── Information provided ──

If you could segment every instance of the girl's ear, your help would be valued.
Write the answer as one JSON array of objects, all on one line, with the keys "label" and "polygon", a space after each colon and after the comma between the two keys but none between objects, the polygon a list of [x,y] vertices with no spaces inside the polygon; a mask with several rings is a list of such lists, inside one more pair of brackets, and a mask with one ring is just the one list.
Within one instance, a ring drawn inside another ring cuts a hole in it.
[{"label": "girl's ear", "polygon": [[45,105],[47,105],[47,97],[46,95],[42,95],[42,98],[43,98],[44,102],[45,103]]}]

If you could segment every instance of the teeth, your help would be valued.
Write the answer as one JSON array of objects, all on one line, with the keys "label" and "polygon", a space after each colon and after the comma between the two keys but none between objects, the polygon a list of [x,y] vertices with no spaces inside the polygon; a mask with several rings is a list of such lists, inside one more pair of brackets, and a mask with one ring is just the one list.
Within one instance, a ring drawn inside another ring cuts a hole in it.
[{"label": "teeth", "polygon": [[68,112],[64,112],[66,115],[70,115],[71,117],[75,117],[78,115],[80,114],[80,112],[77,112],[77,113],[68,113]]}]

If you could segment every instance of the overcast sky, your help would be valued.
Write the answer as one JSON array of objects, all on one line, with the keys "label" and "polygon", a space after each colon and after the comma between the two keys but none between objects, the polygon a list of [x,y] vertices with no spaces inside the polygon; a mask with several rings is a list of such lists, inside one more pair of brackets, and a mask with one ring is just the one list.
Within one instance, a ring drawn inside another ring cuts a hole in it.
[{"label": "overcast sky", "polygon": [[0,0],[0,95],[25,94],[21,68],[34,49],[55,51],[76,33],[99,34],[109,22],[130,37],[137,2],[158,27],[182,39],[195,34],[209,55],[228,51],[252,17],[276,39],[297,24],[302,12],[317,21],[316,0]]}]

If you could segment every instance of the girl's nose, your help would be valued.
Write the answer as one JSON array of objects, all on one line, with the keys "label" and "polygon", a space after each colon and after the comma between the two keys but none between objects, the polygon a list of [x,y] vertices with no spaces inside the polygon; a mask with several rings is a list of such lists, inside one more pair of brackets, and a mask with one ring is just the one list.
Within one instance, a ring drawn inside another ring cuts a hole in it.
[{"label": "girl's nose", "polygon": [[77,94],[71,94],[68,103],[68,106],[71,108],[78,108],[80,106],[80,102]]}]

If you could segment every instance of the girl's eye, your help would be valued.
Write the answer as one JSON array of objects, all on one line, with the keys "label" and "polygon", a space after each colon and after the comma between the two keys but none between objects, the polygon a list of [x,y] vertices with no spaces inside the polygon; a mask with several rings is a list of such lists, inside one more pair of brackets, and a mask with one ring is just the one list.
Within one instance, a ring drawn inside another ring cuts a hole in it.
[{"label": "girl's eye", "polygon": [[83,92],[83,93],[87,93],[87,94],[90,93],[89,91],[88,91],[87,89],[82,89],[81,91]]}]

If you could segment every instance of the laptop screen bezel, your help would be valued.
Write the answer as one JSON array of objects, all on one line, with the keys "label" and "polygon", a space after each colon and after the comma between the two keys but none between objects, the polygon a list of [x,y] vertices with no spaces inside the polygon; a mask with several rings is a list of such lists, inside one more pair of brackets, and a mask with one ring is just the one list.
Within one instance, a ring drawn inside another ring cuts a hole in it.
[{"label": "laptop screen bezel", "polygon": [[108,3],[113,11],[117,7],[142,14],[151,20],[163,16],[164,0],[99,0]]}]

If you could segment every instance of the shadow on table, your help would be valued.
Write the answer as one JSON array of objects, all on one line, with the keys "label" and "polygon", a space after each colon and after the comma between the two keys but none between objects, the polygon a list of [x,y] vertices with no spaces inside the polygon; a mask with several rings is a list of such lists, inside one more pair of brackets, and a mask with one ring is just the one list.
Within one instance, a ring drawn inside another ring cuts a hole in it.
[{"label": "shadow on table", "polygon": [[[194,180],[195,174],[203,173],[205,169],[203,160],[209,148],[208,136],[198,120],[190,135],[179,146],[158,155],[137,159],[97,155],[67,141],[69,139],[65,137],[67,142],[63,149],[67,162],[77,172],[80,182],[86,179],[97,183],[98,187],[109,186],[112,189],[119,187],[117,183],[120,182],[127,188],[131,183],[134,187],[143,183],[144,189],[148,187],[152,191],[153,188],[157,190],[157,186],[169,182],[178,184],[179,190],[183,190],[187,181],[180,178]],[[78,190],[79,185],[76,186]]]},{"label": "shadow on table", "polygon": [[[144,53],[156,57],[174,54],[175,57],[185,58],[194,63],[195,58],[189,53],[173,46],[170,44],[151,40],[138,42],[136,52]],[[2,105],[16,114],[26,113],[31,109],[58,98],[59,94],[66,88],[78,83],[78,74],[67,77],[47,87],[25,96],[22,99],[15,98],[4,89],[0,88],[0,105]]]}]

───

To be done => List each line in the items above that contains the string "teeth".

Expected answer =>
If you could segment every instance of the teeth, your help would be valued.
[{"label": "teeth", "polygon": [[68,112],[64,112],[66,115],[70,115],[71,117],[75,117],[78,115],[80,114],[80,112],[77,112],[77,113],[68,113]]}]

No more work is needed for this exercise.